### What is asked
Starting at the line containing "One point per instance of the dry" and ending at the last line below, turn those lines into a JSON list of strings, one string per line, with blank lines left out.

### Extracted records
⟨

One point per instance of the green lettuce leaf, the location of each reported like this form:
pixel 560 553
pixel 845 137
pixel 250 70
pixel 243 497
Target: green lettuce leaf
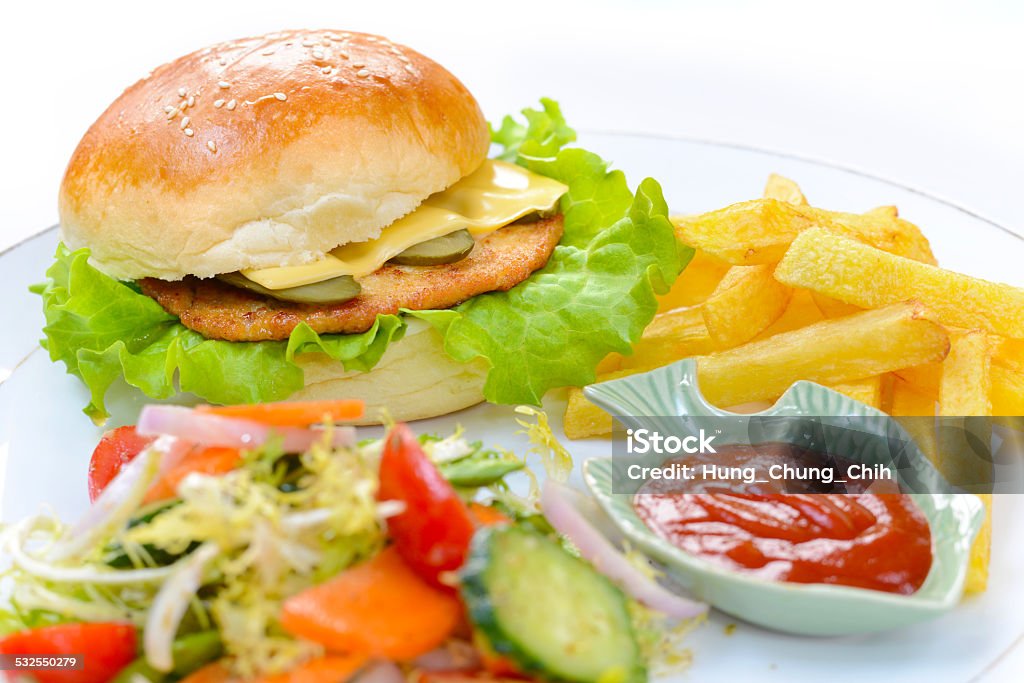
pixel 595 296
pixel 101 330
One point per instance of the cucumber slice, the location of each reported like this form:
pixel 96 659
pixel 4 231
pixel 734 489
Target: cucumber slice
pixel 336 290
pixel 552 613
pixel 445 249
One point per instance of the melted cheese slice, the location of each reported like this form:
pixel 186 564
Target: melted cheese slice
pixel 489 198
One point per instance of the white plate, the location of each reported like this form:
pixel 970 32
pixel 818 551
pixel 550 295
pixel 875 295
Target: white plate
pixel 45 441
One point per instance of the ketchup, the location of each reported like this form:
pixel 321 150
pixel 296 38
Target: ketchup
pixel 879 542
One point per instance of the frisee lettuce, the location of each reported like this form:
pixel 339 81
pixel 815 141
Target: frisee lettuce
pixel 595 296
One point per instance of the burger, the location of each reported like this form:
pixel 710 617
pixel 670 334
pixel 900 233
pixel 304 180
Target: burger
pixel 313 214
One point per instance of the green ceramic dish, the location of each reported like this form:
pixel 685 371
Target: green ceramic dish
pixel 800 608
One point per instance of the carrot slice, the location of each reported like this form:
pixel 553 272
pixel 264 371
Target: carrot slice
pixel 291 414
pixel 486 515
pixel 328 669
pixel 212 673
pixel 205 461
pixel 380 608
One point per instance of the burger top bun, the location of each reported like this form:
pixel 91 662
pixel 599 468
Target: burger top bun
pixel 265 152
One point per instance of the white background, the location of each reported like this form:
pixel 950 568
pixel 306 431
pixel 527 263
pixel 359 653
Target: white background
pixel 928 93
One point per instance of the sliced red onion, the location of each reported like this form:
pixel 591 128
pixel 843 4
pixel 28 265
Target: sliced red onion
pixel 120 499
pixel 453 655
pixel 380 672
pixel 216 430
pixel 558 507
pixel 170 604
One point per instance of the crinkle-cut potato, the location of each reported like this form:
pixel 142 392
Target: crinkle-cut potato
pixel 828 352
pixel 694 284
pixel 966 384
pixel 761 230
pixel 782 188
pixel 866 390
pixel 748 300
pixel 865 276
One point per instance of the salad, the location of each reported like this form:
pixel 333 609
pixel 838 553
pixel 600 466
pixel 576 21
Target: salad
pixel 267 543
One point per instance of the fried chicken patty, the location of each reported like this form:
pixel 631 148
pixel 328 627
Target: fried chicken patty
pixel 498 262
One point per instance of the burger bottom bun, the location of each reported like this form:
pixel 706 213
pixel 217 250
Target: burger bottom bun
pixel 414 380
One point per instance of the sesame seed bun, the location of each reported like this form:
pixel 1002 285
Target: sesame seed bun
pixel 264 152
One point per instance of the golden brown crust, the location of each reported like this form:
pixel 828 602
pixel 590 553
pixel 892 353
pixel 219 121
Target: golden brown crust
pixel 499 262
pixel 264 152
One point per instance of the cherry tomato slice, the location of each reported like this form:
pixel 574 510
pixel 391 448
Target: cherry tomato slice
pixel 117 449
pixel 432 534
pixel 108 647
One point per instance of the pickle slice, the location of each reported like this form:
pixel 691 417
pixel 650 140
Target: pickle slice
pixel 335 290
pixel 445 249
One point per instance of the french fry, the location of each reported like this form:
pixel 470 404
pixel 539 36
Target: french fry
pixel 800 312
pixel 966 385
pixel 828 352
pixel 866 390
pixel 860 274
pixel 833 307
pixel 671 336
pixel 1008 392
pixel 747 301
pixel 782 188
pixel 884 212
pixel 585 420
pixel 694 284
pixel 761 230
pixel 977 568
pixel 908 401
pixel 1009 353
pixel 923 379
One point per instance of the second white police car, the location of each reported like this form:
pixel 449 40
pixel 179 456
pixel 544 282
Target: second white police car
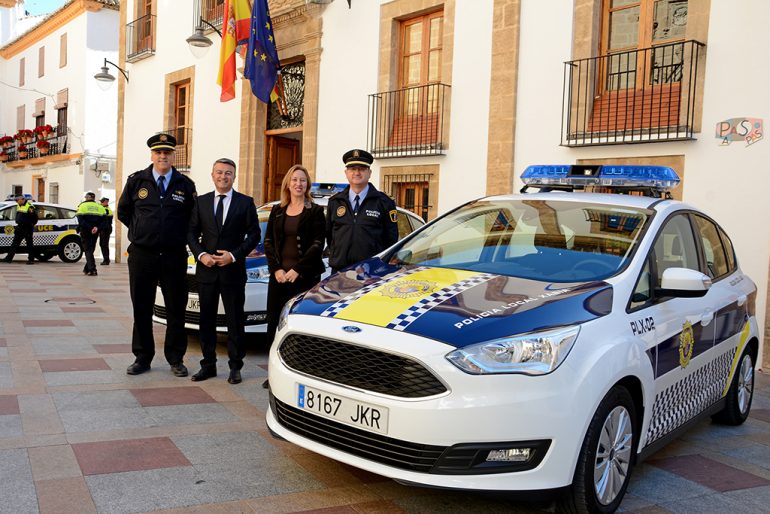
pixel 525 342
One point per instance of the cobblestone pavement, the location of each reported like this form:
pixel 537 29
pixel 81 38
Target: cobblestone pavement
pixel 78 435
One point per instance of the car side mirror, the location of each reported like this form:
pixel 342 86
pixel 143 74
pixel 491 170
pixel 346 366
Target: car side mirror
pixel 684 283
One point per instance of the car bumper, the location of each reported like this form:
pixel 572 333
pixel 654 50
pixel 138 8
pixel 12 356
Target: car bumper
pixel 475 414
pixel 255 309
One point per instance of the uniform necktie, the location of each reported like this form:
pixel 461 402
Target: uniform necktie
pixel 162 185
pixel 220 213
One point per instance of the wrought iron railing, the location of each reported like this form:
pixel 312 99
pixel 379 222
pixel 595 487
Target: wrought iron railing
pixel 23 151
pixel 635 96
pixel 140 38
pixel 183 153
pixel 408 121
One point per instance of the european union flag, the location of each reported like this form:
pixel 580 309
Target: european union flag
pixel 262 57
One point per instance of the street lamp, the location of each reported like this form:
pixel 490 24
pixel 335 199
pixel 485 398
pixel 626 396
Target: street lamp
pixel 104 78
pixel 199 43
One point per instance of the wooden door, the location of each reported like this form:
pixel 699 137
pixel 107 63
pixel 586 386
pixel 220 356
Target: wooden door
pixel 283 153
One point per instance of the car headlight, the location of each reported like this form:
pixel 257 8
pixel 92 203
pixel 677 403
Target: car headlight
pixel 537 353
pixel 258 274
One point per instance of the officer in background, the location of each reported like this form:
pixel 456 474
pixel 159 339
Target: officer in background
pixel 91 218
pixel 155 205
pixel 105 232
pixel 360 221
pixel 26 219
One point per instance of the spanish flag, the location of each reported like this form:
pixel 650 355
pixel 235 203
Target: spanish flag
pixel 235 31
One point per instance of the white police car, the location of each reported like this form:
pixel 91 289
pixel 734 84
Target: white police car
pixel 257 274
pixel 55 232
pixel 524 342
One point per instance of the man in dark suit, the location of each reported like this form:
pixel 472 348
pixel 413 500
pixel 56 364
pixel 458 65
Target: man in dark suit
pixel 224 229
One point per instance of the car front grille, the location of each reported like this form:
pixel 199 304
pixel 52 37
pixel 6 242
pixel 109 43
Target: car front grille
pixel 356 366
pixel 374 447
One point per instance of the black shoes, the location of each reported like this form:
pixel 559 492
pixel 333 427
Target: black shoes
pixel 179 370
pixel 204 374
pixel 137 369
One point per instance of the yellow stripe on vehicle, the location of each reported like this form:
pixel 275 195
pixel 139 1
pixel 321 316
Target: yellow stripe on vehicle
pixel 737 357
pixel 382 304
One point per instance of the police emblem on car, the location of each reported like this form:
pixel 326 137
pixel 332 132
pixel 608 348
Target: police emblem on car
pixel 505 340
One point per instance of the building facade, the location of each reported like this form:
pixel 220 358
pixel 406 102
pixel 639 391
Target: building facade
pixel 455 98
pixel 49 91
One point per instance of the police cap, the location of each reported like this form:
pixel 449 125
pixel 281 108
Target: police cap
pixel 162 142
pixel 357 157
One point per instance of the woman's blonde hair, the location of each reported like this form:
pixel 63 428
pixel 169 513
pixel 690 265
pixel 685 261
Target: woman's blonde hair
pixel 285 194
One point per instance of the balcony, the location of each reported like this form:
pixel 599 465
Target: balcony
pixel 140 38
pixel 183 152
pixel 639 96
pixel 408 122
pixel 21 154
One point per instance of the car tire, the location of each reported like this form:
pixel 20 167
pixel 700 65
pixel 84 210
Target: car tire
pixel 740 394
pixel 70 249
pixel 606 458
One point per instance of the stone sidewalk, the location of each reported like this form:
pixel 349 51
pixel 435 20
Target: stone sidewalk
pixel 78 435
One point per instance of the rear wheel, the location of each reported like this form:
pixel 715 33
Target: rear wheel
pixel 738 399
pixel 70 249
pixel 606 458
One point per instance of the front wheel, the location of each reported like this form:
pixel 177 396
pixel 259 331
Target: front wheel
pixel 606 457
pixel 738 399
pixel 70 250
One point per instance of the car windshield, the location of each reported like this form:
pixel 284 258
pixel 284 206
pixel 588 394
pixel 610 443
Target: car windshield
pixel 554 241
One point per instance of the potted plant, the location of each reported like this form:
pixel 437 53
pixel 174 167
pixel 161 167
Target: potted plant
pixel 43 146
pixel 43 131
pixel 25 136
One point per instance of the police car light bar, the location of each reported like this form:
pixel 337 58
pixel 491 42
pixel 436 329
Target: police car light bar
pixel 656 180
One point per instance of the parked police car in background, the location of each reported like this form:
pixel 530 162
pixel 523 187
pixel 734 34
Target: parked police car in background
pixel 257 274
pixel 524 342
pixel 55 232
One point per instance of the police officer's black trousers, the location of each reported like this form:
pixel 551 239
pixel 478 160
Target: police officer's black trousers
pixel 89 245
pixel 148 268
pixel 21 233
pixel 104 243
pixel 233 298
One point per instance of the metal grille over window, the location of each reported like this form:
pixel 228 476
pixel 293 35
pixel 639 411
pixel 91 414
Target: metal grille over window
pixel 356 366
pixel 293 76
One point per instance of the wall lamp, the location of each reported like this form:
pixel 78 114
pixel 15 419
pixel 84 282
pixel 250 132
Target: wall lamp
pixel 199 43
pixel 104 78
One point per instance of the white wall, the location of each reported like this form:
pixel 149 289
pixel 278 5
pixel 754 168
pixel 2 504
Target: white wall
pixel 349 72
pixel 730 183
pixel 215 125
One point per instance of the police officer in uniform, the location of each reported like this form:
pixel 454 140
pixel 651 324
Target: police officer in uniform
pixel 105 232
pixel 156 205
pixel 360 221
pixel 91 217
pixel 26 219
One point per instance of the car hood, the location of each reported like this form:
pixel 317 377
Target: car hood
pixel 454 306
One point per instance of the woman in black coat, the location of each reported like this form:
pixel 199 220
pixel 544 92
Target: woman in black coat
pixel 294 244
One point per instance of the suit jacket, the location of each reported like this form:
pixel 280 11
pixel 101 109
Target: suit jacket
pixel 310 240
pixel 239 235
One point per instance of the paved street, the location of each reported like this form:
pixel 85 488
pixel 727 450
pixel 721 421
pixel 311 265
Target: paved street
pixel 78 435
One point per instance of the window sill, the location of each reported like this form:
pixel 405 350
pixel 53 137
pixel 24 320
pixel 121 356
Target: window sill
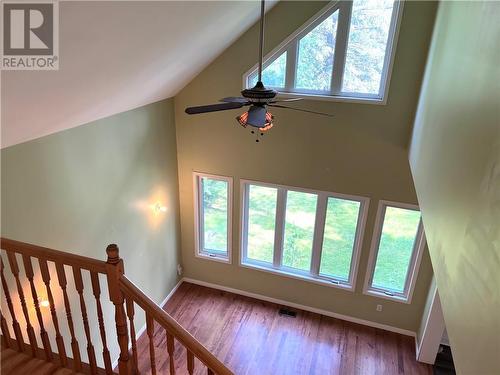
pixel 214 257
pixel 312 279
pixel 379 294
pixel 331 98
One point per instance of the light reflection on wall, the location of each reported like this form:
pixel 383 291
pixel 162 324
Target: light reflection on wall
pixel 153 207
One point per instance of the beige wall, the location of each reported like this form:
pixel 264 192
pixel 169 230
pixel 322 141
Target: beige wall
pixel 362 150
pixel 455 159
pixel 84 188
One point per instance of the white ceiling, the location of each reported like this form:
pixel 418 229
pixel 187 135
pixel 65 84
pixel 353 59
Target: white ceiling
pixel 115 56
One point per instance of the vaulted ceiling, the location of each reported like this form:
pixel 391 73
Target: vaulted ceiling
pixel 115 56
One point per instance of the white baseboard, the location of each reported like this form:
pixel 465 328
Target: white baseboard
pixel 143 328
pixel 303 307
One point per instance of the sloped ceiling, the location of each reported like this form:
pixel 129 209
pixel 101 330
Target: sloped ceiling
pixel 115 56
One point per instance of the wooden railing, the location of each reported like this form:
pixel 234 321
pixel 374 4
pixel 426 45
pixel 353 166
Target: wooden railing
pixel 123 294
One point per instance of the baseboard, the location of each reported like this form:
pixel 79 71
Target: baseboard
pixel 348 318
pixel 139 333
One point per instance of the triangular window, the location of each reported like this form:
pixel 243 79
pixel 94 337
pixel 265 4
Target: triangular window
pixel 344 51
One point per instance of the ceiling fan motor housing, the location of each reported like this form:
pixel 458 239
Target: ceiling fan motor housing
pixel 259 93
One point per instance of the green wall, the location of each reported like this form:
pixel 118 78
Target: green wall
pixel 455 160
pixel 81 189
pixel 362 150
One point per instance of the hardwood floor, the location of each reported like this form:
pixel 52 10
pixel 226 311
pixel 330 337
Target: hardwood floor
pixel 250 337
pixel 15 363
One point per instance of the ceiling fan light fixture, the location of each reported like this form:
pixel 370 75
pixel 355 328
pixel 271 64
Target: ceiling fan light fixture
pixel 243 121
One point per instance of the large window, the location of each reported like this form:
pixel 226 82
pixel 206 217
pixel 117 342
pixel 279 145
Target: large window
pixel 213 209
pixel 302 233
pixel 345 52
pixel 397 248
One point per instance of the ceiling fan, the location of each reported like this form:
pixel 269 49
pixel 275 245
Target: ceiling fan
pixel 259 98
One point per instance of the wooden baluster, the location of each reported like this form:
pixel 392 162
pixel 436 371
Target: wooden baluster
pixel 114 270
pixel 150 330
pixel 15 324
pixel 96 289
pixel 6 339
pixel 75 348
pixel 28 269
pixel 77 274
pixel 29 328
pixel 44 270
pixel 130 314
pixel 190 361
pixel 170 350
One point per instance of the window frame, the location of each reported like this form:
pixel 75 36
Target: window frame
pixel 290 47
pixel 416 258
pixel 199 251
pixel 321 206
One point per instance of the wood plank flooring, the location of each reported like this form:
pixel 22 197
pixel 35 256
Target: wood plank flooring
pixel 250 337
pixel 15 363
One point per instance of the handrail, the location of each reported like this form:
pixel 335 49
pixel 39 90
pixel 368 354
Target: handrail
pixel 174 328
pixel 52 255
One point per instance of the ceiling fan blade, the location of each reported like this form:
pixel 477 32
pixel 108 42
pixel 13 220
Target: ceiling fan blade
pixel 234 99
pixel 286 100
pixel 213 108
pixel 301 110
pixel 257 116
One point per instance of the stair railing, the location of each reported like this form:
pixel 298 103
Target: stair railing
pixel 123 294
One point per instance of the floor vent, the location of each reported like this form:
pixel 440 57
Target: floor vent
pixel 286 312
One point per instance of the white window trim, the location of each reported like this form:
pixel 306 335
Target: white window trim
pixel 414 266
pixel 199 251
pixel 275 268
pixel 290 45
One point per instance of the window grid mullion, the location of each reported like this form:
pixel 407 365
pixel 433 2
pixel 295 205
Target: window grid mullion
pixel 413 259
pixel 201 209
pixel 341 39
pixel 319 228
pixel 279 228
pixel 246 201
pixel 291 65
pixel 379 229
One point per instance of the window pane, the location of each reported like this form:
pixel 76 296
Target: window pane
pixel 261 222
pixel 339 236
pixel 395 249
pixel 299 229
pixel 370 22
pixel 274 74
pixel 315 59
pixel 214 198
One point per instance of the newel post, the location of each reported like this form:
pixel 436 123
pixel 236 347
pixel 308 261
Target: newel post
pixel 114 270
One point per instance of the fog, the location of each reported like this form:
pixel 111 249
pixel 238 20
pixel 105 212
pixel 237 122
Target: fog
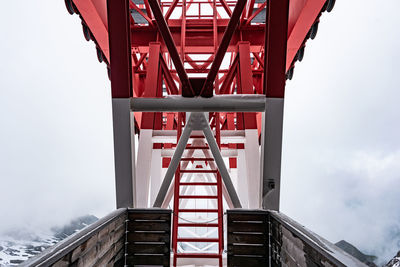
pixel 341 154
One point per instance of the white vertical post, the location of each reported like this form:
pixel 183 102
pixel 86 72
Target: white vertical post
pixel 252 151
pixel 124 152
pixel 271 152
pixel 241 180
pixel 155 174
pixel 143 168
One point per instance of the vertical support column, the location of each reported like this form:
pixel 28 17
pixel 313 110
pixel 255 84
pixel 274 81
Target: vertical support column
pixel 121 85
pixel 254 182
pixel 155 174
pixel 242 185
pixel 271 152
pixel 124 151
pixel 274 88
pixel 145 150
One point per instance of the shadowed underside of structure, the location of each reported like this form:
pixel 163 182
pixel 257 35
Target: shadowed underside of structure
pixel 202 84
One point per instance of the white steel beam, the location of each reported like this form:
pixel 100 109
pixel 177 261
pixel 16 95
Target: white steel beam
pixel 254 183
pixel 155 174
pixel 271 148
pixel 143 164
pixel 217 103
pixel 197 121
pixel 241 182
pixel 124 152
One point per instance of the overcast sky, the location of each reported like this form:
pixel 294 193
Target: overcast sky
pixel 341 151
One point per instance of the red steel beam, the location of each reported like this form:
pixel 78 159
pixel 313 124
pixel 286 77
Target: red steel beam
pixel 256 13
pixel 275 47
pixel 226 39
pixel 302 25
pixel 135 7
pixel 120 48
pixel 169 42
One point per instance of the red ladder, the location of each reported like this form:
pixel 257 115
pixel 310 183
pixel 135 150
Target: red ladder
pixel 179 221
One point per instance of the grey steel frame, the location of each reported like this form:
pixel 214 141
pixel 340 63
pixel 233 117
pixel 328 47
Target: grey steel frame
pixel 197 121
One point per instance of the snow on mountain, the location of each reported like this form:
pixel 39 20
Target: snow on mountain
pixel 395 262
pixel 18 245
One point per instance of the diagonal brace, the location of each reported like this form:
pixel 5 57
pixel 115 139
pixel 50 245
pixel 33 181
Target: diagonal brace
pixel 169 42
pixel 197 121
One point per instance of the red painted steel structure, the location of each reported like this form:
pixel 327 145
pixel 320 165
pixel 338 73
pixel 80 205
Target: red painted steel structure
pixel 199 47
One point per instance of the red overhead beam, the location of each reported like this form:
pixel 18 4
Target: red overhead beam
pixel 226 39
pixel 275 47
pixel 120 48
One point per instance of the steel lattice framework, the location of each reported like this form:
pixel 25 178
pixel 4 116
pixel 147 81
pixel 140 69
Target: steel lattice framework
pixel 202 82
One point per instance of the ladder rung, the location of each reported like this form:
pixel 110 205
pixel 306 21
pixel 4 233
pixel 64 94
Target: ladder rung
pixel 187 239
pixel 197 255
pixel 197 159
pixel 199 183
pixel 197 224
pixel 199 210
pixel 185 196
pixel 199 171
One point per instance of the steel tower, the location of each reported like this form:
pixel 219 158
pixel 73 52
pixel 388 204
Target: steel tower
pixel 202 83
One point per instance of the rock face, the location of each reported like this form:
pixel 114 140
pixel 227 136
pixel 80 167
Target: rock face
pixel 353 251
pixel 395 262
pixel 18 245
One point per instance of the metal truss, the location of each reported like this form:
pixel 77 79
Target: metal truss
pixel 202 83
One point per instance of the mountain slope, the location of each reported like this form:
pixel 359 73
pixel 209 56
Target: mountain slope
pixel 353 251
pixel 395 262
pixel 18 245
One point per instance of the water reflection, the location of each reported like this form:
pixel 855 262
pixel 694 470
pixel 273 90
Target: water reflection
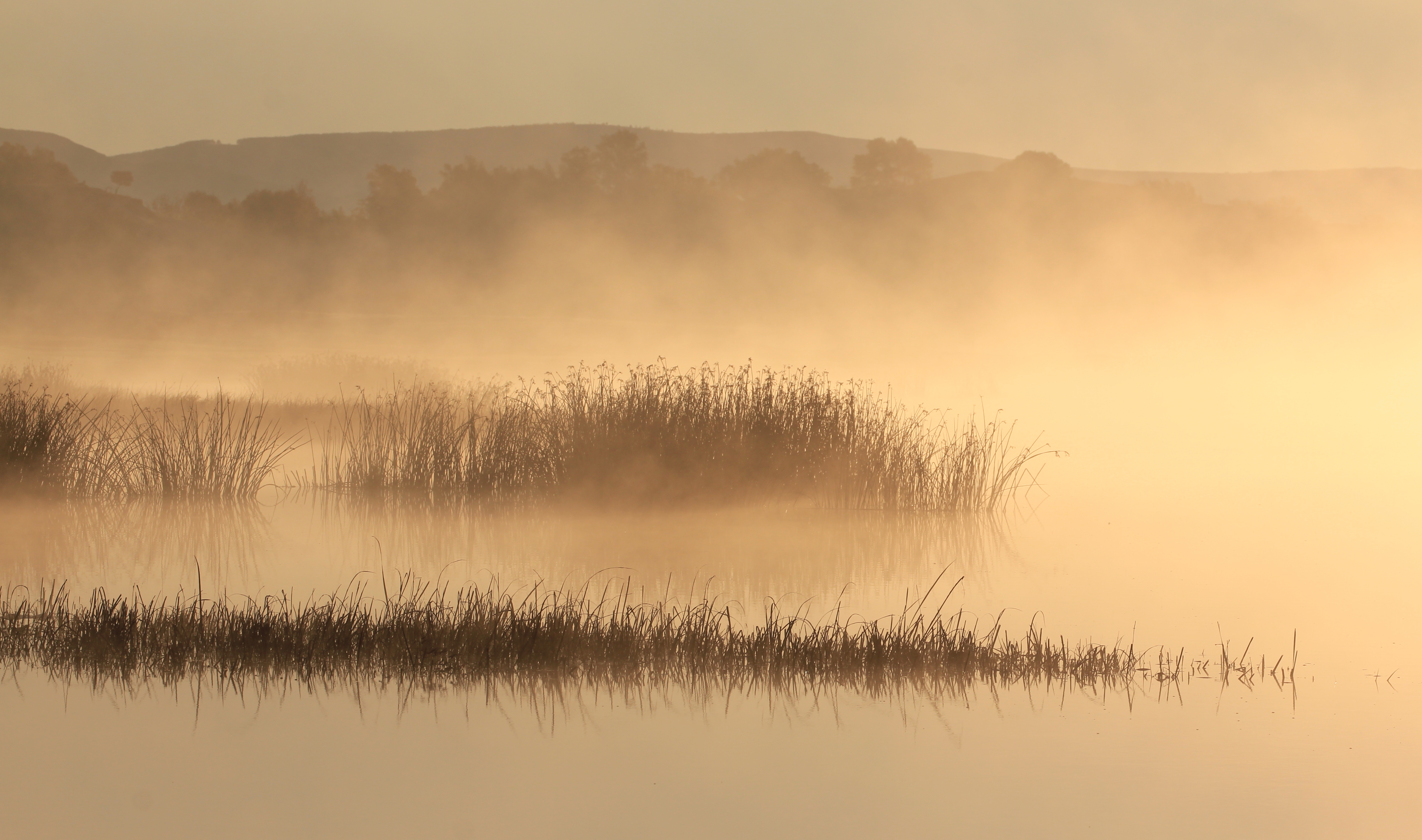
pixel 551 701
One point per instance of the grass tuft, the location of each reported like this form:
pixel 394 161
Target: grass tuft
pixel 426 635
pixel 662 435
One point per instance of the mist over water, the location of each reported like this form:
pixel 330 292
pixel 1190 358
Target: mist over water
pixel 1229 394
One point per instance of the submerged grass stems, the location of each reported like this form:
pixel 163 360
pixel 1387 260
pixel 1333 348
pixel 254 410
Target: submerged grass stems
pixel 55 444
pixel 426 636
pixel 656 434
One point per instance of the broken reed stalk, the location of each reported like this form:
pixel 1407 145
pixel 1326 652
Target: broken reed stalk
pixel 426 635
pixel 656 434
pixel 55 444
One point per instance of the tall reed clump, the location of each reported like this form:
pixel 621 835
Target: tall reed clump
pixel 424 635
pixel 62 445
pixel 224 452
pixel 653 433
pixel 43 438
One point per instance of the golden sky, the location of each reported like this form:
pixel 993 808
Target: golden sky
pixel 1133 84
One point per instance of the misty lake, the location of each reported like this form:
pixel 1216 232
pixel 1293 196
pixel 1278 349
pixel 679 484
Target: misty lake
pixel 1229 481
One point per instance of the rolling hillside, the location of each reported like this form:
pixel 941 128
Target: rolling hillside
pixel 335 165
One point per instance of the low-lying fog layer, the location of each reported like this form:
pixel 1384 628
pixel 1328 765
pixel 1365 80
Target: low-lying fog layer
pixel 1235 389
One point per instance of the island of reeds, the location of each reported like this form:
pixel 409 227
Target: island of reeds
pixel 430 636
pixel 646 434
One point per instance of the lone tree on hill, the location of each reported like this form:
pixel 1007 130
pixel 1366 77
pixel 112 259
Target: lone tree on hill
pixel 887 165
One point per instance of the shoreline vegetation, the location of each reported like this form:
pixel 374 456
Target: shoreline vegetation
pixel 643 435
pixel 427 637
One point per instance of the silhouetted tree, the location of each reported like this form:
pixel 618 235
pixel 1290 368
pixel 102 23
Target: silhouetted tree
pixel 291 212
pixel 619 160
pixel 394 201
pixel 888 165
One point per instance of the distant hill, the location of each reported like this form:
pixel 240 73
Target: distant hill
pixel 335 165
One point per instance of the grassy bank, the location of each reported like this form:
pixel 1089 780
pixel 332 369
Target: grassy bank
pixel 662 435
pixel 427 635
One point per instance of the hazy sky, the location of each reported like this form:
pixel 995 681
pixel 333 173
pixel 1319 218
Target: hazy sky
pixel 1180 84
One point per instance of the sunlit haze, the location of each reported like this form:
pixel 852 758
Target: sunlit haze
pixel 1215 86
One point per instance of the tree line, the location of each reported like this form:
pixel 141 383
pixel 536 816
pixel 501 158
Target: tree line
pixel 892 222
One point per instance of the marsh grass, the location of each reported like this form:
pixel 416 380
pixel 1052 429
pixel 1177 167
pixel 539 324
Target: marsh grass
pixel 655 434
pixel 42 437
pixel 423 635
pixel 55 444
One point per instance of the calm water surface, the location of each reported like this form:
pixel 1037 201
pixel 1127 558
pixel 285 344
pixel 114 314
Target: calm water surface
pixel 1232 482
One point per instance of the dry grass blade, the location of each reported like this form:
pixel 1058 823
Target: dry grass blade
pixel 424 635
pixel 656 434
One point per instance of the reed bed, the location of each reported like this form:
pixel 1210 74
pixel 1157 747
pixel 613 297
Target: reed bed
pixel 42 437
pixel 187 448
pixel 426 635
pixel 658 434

⟩

### Exercise solution
[
  "One point per instance of the dry grass blade, the location of each reported like this form:",
  "pixel 1058 823",
  "Target: dry grass blade",
  "pixel 424 635",
  "pixel 656 434",
  "One point per instance of the reed bed, the location of each reported like this form:",
  "pixel 1210 74",
  "pixel 1157 747",
  "pixel 613 297",
  "Target: reed bed",
  "pixel 42 437",
  "pixel 187 448",
  "pixel 426 635",
  "pixel 658 434"
]